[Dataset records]
· · · ·

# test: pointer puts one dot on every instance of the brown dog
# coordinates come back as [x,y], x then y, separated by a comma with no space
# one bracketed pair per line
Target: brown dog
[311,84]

· · · ·

Written instruction |
Rewrite the listing with every "brown dog" changed to "tan dog", keeping all other text the same.

Task response |
# test: pointer puts one dot on every instance of the tan dog
# coordinates come back as [x,y], x then y, separated by a comma with no space
# one bracketed pair per line
Target: tan dog
[311,84]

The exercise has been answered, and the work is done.